EXERCISE AIM →
Please make an exact copy of the listing, without the pictures.

RAW DATA →
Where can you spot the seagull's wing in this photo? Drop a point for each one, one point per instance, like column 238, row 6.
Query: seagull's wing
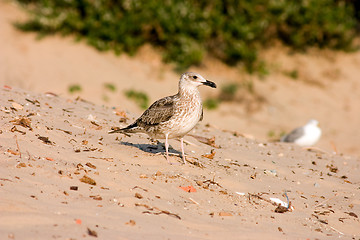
column 293, row 135
column 160, row 111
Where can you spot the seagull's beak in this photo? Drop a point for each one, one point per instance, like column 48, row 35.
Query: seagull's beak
column 210, row 84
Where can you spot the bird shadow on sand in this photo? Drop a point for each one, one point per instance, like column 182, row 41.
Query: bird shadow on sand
column 153, row 148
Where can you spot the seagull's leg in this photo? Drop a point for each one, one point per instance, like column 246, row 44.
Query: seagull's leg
column 167, row 147
column 182, row 149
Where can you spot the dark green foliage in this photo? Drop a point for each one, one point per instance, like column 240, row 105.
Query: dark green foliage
column 230, row 30
column 140, row 98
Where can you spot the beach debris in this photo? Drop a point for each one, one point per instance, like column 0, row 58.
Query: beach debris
column 332, row 168
column 189, row 188
column 96, row 197
column 14, row 129
column 20, row 165
column 281, row 205
column 156, row 211
column 271, row 172
column 35, row 102
column 88, row 180
column 131, row 223
column 90, row 165
column 138, row 195
column 208, row 141
column 65, row 131
column 45, row 140
column 352, row 214
column 225, row 214
column 78, row 221
column 240, row 193
column 17, row 106
column 13, row 152
column 210, row 155
column 92, row 233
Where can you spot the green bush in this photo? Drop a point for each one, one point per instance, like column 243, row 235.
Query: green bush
column 185, row 31
column 140, row 98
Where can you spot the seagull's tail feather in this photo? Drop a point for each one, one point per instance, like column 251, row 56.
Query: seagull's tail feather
column 133, row 128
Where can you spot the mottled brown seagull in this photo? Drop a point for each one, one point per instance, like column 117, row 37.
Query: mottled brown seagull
column 173, row 116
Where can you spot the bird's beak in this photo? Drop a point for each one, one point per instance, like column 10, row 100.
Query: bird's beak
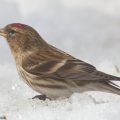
column 2, row 32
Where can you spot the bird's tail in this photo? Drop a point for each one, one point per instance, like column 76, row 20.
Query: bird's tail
column 111, row 87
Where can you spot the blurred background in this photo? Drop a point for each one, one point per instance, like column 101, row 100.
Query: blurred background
column 87, row 29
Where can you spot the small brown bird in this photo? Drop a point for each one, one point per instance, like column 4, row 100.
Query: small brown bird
column 51, row 71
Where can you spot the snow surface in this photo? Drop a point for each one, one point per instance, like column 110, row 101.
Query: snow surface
column 86, row 29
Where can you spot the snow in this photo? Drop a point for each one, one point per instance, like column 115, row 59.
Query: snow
column 88, row 30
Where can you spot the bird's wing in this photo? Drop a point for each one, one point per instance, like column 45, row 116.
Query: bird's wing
column 68, row 70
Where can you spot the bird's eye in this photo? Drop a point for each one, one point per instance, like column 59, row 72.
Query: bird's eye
column 12, row 32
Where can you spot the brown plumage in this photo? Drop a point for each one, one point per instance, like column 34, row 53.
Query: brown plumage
column 51, row 71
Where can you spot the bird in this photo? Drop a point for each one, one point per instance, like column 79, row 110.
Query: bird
column 50, row 71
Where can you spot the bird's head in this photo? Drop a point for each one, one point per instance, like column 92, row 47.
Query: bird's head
column 21, row 37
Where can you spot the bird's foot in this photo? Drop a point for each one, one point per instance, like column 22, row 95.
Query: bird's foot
column 41, row 97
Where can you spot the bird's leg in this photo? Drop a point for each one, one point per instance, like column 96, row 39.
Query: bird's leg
column 41, row 97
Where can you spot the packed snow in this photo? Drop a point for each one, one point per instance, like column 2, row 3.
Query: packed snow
column 89, row 30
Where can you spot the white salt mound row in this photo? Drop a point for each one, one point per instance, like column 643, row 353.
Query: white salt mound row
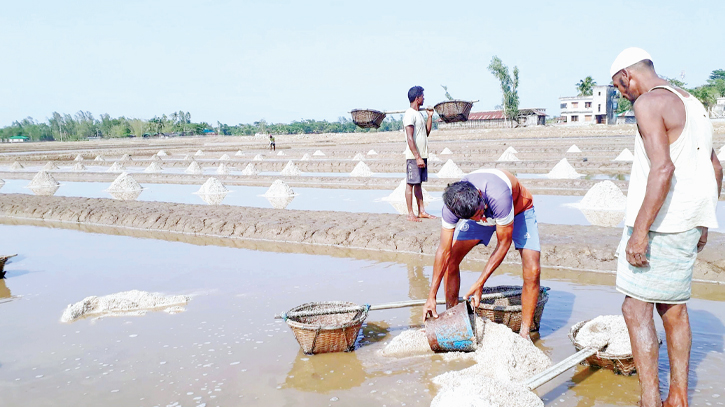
column 290, row 169
column 604, row 196
column 124, row 183
column 450, row 170
column 212, row 186
column 193, row 168
column 132, row 302
column 563, row 170
column 43, row 179
column 279, row 189
column 361, row 170
column 608, row 330
column 250, row 170
column 625, row 155
column 573, row 149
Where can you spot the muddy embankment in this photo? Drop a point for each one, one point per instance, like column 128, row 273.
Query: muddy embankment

ANSWER BOX →
Where can you spot the seagull's wing in this photo? Drop a point for each one, one point per instance, like column 238, row 6.
Query: seagull's wing
column 293, row 135
column 160, row 111
Where can you spot the seagull's beak in this photo? Drop a point for each one, one point per instance, like column 48, row 35.
Query: seagull's beak
column 210, row 84
Where can you spot the bird shadow on sand in this photo? Drop a point for each one, one point per instance, like column 182, row 41.
Query: bird shadow on sand
column 153, row 148
Where can you spot the seagull's leg in this photo? Drop a point for each one, one point per instance, like column 246, row 44.
Query: seagull's leg
column 167, row 147
column 182, row 149
Where can you spot the dark green foliage in this photo? Drop a point for each one, one point per instance, like column 240, row 105.
Query: dark green foliage
column 230, row 30
column 140, row 98
Where can you spot the beach debris in this photo? Drop a point for each one, one point per instance, like column 0, row 58.
Query: beach debris
column 332, row 168
column 189, row 188
column 96, row 197
column 14, row 129
column 20, row 165
column 281, row 205
column 156, row 211
column 271, row 172
column 35, row 102
column 88, row 180
column 131, row 223
column 90, row 165
column 138, row 195
column 208, row 141
column 65, row 131
column 45, row 140
column 352, row 214
column 225, row 214
column 78, row 221
column 240, row 193
column 17, row 106
column 13, row 152
column 210, row 155
column 92, row 233
Where can you spot the green bush in this photo? Drop a point for each one, one point per instance, like column 243, row 235.
Query: green bush
column 185, row 31
column 140, row 98
Where can you spot the seagull's tail feather in this photo? Drop a point for each one, one point per instance, like column 251, row 56.
Query: seagull's tail feather
column 133, row 128
Where can you spot the mottled brown seagull in this photo? Drop a point for each one, one point per instance, like column 117, row 37.
Query: mottled brown seagull
column 173, row 116
Where can you spot the bird's beak in this photo? Drop a point for each one, one point per instance, like column 10, row 100.
Query: bird's beak
column 2, row 32
Where can you spot the bird's tail in this photo? Drop a point for each one, one point per instance, like column 76, row 20.
Query: bird's tail
column 111, row 87
Where can you spot the blurred background in this photo? Drop a point for each one, one point per instance, like column 101, row 100.
Query: blurred background
column 87, row 29
Where can you spot the small brown bird in this photo? Drop a point for each one, one point per instance, like column 4, row 100.
Query: small brown bird
column 51, row 71
Where can you spot the snow surface in this photo? Drop a point for each one, one point per instance, like column 110, row 101.
Query: snow surface
column 86, row 29
Where can you spot the snow in this photo? Drop a point for each one, one point per instance, like column 115, row 59.
Query: snow
column 88, row 30
Where can you spot the bird's wing in this photo? Drop a point for each one, one point per instance, like column 45, row 116.
Query: bird's wing
column 68, row 70
Where can you spot the bird's eye in this photo? Drop a point for each one, one point per instance, like column 59, row 72.
Query: bird's eye
column 12, row 32
Where can you spot the brown plumage in this photo? Drop a point for each one, one point per instance, like column 34, row 53.
Query: brown plumage
column 51, row 71
Where can you spot the bird in this photo? Drop a point for each one, one point per instance, like column 79, row 110.
Query: bird
column 50, row 71
Where can you spot the bird's head in this photo? Drop a point for each one, one point per instance, like column 92, row 47.
Query: bird's head
column 21, row 37
Where can you spot the bird's foot in this photo? Drop a point for each one, one point per instance, like column 22, row 95.
Query: bird's foot
column 41, row 97
Where can you spot the bird's leg in this photo? Drop a point for each one, one point per instance, like column 96, row 39.
Query: bird's leg
column 41, row 97
Where can you spot the packed snow in this photo? Drop a point for each one, one point per instance, like column 2, row 3.
Query: packed snow
column 89, row 30
Where can you spot the white salt mound row in this photo? Drop a point for each one, one point per instance, like column 643, row 353.
Query: white salt mound row
column 290, row 169
column 604, row 196
column 124, row 183
column 450, row 170
column 212, row 186
column 193, row 168
column 132, row 302
column 563, row 170
column 43, row 179
column 279, row 189
column 361, row 170
column 608, row 330
column 250, row 170
column 625, row 155
column 573, row 149
Where can you spot the muddy embankment in this photo? Drop a point for each one, one point per instance, like column 128, row 273.
Query: muddy embankment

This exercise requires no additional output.